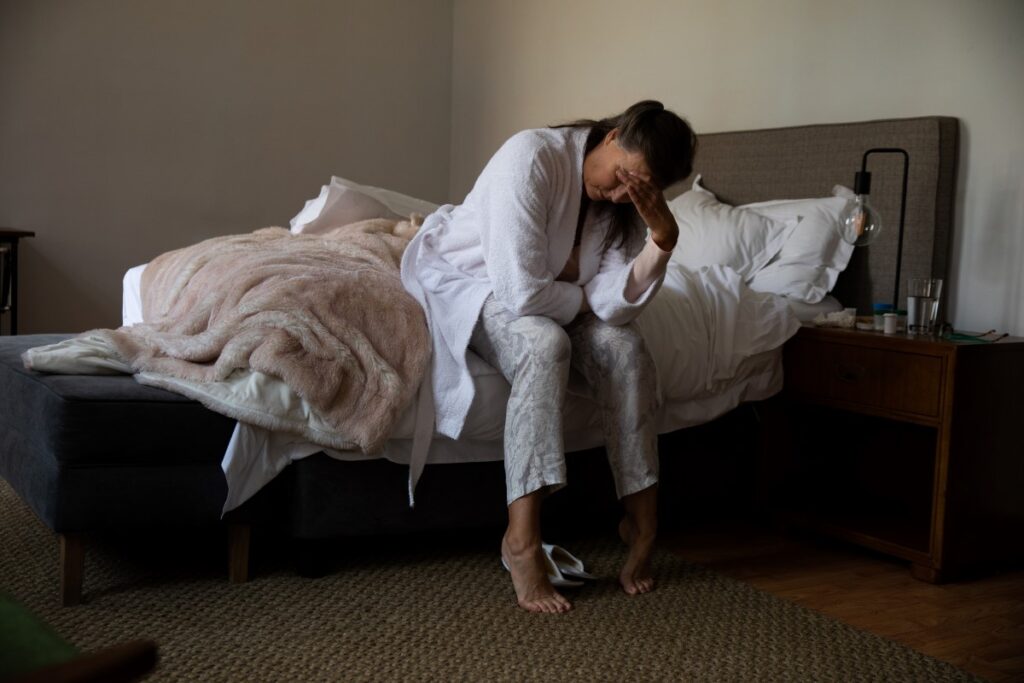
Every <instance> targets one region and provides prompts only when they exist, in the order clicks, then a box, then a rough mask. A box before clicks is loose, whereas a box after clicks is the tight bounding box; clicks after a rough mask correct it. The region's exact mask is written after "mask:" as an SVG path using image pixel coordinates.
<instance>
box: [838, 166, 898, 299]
mask: <svg viewBox="0 0 1024 683" xmlns="http://www.w3.org/2000/svg"><path fill="white" fill-rule="evenodd" d="M873 154H900V155H903V189H902V193H901V194H900V200H899V236H898V238H897V242H896V279H895V284H894V286H893V310H896V309H898V308H899V305H898V304H899V275H900V272H899V271H900V264H901V263H902V261H903V219H904V217H905V215H906V176H907V170H908V169H909V167H910V155H908V154H907V152H906V150H901V148H900V147H873V148H871V150H868V151H867V152H865V153H864V156H863V158H862V160H861V162H860V170H859V171H857V172H856V174H854V179H853V194H854V197H853V198H852V199H851V200H850V201H849V202H847V205H846V207H845V208H844V209H843V212H842V213H841V214H840V217H839V218H840V224H839V230H840V234H841V236H842V238H843V240H845V241H846V242H848V243H850V244H851V245H854V246H855V247H864V246H867V245H869V244H871V243H872V242H874V239H876V238H878V237H879V232H881V231H882V219H881V218H880V217H879V213H878V211H876V210H874V208H873V207H872V206H871V205H870V204H869V203H868V202H867V196H868V195H869V194H870V191H871V174H870V173H868V172H867V158H868V156H870V155H873Z"/></svg>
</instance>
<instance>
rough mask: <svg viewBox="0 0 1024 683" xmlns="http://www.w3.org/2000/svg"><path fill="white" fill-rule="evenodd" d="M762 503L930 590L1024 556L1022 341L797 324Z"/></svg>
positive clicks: (789, 348)
mask: <svg viewBox="0 0 1024 683" xmlns="http://www.w3.org/2000/svg"><path fill="white" fill-rule="evenodd" d="M783 362H784V366H783V368H784V372H785V389H784V391H783V401H782V404H783V407H784V412H783V413H784V420H783V423H784V425H783V427H782V428H781V429H776V430H772V432H771V436H770V443H769V447H770V452H771V454H772V458H773V461H774V462H773V465H774V467H773V471H774V476H773V478H774V480H775V484H774V485H773V486H772V489H771V492H770V495H771V501H772V503H771V504H772V506H773V507H775V508H776V509H777V510H778V511H779V512H780V516H781V518H782V519H783V520H784V521H786V522H791V523H797V524H800V525H804V526H810V527H813V528H815V529H817V530H820V531H824V532H826V533H830V535H834V536H836V537H839V538H842V539H846V540H848V541H853V542H855V543H859V544H861V545H863V546H867V547H869V548H872V549H876V550H879V551H882V552H884V553H889V554H892V555H895V556H897V557H901V558H904V559H907V560H909V561H910V562H911V563H912V565H911V571H912V573H913V575H914V577H916V578H919V579H921V580H924V581H928V582H933V583H936V582H939V581H942V580H943V579H947V578H950V577H951V575H953V574H956V573H962V572H964V571H966V570H968V569H972V568H976V567H983V566H991V565H992V564H995V563H999V562H1004V561H1007V560H1012V559H1020V558H1021V557H1024V401H1022V400H1021V398H1020V394H1021V391H1022V390H1024V339H1021V338H1005V339H1002V340H1000V341H998V342H997V343H989V344H982V343H954V342H949V341H944V340H940V339H931V338H925V337H907V336H904V335H902V334H901V335H898V336H897V335H883V334H881V333H874V332H857V331H852V330H834V329H820V328H811V327H805V328H802V329H801V330H800V332H799V333H798V334H797V335H796V337H794V338H793V339H792V340H791V341H790V342H788V343H787V344H786V345H785V348H784V361H783Z"/></svg>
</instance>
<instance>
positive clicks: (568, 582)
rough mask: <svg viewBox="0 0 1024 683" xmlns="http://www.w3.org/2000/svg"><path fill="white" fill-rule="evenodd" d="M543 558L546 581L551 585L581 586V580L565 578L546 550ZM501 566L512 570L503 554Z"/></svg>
mask: <svg viewBox="0 0 1024 683" xmlns="http://www.w3.org/2000/svg"><path fill="white" fill-rule="evenodd" d="M544 558H545V564H547V568H548V581H549V582H550V583H551V585H552V586H554V587H555V588H579V587H580V586H583V582H582V581H572V580H571V579H566V578H565V577H564V575H563V574H562V572H561V569H559V568H558V565H557V564H555V561H554V560H553V559H551V555H549V554H548V553H547V552H545V553H544ZM502 566H503V567H505V570H506V571H509V572H511V571H512V569H510V568H509V563H508V562H507V561H506V560H505V556H504V555H502Z"/></svg>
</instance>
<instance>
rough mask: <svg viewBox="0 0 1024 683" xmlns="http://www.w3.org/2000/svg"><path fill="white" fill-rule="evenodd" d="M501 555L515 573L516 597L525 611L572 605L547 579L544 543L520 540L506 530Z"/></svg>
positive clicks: (562, 611) (513, 585)
mask: <svg viewBox="0 0 1024 683" xmlns="http://www.w3.org/2000/svg"><path fill="white" fill-rule="evenodd" d="M502 558H504V559H505V563H506V564H507V565H508V569H509V571H510V572H511V574H512V586H513V587H514V588H515V595H516V601H517V602H518V603H519V606H520V607H522V608H523V609H525V610H526V611H531V612H545V613H557V612H565V611H568V610H569V609H571V608H572V605H571V604H570V603H569V601H568V600H566V599H565V598H564V597H562V595H561V594H560V593H558V591H556V590H555V589H554V587H553V586H552V585H551V582H550V581H548V571H547V568H546V566H545V562H544V551H543V550H542V549H541V544H540V543H537V544H536V545H534V544H519V543H516V542H515V541H514V540H512V539H510V538H509V533H508V532H506V533H505V537H504V538H503V539H502Z"/></svg>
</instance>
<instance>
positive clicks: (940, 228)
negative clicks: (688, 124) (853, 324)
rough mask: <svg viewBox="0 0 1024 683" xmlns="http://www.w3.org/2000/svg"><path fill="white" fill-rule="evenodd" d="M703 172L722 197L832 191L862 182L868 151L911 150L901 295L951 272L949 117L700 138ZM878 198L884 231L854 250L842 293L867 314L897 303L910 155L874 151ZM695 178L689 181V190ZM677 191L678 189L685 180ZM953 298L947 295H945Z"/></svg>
mask: <svg viewBox="0 0 1024 683" xmlns="http://www.w3.org/2000/svg"><path fill="white" fill-rule="evenodd" d="M698 143H699V146H698V148H697V157H696V162H695V164H694V174H697V173H700V174H701V175H702V176H703V180H702V183H703V185H705V186H707V187H708V188H709V189H711V190H712V191H713V193H715V194H716V195H717V196H718V197H719V199H721V200H722V201H723V202H727V203H730V204H746V203H750V202H762V201H767V200H775V199H802V198H809V197H827V196H828V195H829V194H830V191H831V188H833V185H835V184H837V183H839V184H843V185H846V186H848V187H852V186H853V175H854V172H855V171H858V170H860V164H861V158H862V156H863V153H864V152H865V151H867V150H869V148H872V147H902V148H904V150H906V151H907V153H908V154H909V156H910V165H909V173H908V181H907V198H906V220H905V227H904V239H903V259H902V267H901V271H900V281H901V282H900V295H899V301H903V300H904V297H905V296H906V280H907V279H908V278H914V276H929V275H931V276H935V278H944V279H946V278H948V274H949V273H948V270H949V249H950V244H951V239H950V238H951V234H952V229H951V228H952V220H953V199H954V197H955V191H956V168H957V153H958V150H959V123H958V121H957V120H956V119H954V118H950V117H923V118H916V119H890V120H884V121H865V122H861V123H842V124H823V125H815V126H797V127H793V128H773V129H766V130H750V131H739V132H728V133H707V134H700V135H699V142H698ZM867 170H868V171H870V172H871V194H870V202H871V204H872V206H874V208H876V209H877V210H878V211H879V213H880V214H881V216H882V223H883V230H882V233H881V234H880V237H879V238H878V240H876V242H874V243H873V244H871V245H870V246H869V247H862V248H859V249H856V250H855V251H854V254H853V257H852V258H851V259H850V264H849V266H847V269H846V270H845V271H844V272H843V273H842V274H841V275H840V278H839V282H838V283H837V285H836V288H835V290H834V292H833V293H834V295H835V296H836V297H837V298H838V299H839V300H840V301H841V302H843V304H844V305H846V306H856V307H857V308H858V310H859V311H860V312H861V313H866V312H869V311H870V308H871V303H873V302H876V301H881V302H891V301H892V296H893V284H894V282H893V280H894V276H895V267H896V244H897V232H898V229H897V228H898V225H899V200H900V190H901V186H902V173H903V159H902V156H900V155H871V156H870V157H869V158H868V166H867ZM691 182H692V177H691V178H687V179H686V180H685V181H684V182H683V183H682V185H684V186H685V187H687V188H688V187H689V186H690V183H691ZM677 187H678V185H677ZM943 298H944V299H945V298H947V297H943Z"/></svg>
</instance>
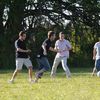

++++

▶ [What is needed] Reproduce the listing word for word, from its start through the line containing "box: [838, 166, 898, 299]", including both ends. Leave the pictures out of your answer.

▶ [Output]
Every <instance> targets one region and provides prompts only when they exist, in the order clicks, then a box, then a rough mask. A box before clicks is loose, whereas a box after clicks is the tight bounding box; clicks after a rough mask correct it. The region's exact mask is written after "mask:" as an SVG path using image pixel coordinates.
<instance>
box: [838, 166, 898, 299]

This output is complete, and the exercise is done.